AIM OF THE TASK:
Set down, character for character, everything in the records below from the line holding "Target: calm water" down to the line holding "Return one point per instance of the small", and no other line.

SUPPLIED ENTRIES:

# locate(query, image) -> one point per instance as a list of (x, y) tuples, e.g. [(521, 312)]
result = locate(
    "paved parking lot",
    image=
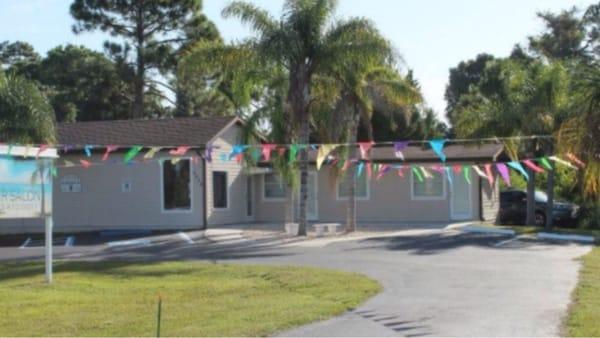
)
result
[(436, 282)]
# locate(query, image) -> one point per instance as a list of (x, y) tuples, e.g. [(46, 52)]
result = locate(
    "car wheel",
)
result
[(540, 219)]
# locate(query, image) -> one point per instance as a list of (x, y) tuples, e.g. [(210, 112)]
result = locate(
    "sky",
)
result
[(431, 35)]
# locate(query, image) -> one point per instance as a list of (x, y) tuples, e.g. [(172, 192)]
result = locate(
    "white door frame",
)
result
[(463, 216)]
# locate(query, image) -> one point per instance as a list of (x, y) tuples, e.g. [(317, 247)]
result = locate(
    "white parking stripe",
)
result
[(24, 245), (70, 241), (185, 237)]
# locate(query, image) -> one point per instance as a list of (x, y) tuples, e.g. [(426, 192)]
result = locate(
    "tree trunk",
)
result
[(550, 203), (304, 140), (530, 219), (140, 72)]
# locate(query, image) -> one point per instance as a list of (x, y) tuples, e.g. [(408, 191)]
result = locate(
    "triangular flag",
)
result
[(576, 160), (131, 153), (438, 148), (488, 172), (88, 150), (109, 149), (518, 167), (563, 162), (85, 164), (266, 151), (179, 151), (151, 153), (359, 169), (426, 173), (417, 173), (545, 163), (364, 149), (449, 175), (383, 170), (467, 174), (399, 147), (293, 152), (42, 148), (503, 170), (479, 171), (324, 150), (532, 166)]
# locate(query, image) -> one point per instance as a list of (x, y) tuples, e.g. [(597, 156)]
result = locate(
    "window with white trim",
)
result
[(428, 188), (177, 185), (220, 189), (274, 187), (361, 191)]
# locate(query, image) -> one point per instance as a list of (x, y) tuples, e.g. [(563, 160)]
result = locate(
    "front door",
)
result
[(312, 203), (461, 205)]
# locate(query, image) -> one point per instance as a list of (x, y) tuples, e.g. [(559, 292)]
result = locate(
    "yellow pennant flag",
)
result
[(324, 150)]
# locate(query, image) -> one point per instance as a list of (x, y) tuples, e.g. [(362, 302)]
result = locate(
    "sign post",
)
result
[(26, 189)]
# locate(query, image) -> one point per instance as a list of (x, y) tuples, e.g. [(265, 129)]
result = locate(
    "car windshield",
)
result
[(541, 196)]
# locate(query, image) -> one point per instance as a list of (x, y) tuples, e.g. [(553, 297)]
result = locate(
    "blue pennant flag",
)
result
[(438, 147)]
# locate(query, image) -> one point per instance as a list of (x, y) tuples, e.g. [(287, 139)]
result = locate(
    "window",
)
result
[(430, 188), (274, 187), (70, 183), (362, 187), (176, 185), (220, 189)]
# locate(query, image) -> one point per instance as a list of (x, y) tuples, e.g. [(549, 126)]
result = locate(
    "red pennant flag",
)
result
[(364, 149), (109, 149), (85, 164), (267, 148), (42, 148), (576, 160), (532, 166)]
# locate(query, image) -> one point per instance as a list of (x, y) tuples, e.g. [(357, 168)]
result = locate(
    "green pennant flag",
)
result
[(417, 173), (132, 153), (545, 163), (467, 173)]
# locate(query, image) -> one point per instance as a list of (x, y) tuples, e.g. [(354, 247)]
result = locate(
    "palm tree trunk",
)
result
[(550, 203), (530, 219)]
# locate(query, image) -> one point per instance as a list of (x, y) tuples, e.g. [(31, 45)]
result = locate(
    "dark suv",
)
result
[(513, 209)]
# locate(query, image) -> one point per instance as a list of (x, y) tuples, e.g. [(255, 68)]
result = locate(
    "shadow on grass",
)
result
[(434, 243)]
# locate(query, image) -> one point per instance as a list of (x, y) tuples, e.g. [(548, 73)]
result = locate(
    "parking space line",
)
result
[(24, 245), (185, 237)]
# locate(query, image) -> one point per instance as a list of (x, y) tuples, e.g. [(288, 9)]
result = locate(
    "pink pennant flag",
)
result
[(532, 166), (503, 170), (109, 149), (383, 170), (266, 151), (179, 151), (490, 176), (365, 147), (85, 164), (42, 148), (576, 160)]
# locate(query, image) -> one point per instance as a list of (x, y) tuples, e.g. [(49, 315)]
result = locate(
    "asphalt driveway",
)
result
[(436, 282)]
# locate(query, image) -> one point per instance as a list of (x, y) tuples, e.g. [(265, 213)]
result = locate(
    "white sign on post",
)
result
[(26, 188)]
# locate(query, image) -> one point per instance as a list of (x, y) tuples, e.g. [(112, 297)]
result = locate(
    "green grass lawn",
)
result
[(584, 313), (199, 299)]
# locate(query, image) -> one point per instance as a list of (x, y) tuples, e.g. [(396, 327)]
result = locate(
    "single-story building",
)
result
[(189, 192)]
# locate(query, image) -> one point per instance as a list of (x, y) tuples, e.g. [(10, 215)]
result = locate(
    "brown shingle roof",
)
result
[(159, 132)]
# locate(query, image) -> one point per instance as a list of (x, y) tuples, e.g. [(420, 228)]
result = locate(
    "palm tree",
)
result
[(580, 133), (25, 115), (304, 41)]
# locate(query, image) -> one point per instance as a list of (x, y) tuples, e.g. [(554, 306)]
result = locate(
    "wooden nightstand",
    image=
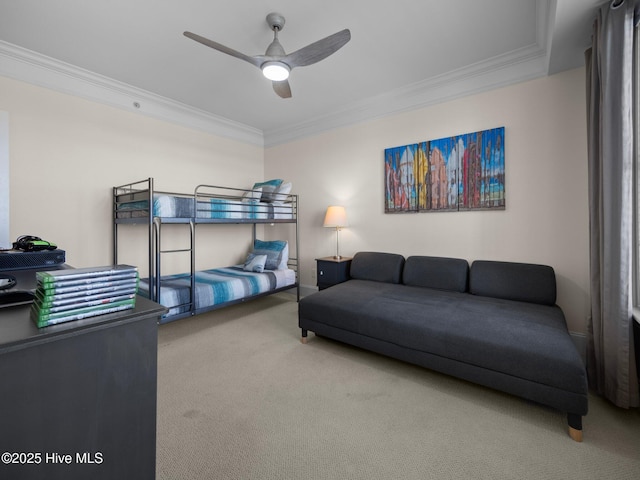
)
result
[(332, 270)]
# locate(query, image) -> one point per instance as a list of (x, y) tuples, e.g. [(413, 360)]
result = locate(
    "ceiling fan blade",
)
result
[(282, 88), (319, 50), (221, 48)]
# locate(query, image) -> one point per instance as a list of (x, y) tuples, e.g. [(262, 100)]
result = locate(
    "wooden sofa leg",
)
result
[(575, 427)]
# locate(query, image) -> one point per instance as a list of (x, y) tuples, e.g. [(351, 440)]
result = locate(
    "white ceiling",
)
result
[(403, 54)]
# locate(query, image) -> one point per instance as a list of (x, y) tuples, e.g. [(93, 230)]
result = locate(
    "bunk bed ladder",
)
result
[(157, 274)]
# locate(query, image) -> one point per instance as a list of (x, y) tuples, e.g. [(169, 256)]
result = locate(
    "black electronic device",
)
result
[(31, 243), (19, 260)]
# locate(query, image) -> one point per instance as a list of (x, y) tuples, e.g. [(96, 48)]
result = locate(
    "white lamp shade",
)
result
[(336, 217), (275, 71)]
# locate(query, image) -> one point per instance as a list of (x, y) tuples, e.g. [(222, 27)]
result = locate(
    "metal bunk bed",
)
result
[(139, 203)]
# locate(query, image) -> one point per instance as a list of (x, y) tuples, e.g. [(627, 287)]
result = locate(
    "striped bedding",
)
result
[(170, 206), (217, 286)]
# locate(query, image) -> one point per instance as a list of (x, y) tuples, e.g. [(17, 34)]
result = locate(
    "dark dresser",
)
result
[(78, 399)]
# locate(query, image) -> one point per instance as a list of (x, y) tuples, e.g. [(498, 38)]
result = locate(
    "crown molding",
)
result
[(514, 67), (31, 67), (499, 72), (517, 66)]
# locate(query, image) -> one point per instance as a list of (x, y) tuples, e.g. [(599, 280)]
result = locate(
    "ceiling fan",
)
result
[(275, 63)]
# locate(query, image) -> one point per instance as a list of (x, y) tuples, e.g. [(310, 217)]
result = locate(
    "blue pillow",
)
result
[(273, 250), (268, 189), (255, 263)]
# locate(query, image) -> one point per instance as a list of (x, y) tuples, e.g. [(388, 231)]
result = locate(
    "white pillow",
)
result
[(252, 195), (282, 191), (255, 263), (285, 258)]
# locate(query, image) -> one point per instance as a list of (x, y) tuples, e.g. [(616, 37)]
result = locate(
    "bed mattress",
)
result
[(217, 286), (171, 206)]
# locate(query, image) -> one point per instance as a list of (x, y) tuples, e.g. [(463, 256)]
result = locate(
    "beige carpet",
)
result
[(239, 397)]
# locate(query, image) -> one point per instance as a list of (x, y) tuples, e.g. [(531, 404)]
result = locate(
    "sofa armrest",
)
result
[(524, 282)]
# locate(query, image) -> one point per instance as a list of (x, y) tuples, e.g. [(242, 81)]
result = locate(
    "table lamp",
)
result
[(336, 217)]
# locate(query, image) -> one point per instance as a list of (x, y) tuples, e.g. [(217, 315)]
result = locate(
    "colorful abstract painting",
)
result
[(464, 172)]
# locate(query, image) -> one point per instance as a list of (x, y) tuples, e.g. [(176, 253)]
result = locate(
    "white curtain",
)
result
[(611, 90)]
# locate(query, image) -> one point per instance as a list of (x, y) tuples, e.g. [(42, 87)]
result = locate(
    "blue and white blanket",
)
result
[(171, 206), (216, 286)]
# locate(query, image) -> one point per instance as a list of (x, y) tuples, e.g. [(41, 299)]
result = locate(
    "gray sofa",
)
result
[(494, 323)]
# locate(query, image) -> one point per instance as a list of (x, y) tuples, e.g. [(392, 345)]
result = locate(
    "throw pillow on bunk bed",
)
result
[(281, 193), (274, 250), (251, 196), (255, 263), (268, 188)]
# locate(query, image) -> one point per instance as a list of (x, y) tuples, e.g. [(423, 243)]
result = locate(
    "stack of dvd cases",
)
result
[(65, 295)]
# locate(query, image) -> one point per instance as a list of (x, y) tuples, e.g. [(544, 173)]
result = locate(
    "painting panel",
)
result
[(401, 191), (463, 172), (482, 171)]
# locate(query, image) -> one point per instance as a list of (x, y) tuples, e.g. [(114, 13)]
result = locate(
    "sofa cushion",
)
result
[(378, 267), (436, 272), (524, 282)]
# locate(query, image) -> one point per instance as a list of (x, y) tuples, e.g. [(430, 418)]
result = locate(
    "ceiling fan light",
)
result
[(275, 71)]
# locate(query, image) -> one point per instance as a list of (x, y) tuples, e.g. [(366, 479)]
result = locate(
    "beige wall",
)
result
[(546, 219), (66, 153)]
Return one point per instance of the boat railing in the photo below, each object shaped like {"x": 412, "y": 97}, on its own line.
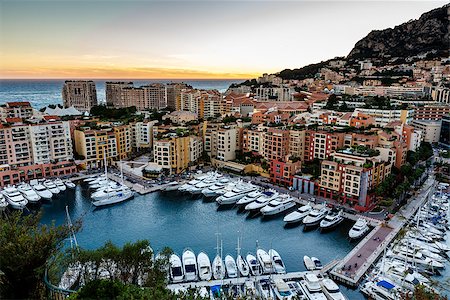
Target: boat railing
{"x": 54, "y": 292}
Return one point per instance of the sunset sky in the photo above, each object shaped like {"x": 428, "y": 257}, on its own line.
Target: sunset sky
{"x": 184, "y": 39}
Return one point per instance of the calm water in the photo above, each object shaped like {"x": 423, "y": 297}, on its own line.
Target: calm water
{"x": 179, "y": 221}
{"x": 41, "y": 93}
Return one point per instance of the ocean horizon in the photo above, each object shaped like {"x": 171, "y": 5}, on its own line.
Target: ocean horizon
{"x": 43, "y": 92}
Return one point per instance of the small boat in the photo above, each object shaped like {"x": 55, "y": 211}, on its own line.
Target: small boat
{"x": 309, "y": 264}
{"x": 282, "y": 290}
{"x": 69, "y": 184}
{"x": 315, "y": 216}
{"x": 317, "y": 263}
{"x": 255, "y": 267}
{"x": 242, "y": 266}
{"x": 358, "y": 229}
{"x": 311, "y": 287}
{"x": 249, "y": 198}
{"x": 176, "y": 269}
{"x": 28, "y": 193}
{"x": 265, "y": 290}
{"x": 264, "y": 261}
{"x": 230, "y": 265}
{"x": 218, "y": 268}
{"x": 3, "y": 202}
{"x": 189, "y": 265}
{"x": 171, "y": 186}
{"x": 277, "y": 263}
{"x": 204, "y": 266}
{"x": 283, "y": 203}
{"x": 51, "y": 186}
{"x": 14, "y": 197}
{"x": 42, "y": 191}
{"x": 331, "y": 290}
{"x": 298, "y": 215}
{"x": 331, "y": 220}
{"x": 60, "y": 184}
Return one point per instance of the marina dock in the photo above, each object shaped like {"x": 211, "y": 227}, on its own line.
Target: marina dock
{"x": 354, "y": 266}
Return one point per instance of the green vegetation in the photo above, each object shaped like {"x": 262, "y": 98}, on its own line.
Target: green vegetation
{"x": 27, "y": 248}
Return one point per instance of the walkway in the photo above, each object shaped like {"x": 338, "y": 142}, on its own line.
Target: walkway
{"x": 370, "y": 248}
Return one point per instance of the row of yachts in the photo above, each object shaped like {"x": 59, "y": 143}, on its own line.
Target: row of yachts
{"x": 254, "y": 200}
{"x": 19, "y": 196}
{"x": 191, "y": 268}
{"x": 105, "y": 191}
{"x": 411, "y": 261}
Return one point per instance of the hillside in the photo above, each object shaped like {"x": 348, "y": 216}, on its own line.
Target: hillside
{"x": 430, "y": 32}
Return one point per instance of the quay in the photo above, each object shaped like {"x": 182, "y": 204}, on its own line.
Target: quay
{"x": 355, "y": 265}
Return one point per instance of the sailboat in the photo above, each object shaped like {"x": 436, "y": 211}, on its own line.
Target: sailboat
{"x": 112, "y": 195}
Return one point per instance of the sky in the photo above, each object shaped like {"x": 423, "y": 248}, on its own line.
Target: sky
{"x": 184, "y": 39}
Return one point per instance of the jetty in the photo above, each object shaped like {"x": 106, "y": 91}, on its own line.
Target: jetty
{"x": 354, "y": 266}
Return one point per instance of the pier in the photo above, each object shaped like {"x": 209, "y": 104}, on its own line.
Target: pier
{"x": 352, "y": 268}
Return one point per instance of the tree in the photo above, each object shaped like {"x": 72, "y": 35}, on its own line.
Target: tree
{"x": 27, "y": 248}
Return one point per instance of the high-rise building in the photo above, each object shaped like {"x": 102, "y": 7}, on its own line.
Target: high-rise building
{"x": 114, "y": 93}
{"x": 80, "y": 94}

EXERCISE RESPONSE:
Target: calm water
{"x": 179, "y": 221}
{"x": 41, "y": 93}
Return one point per instance of the ocean horizon in the photo above, each object shaped like {"x": 171, "y": 5}, on its own line.
Target: ocean horizon
{"x": 43, "y": 92}
Return one point per instance of the small boat in the photo above, each object shaped like {"x": 55, "y": 211}, on its own line.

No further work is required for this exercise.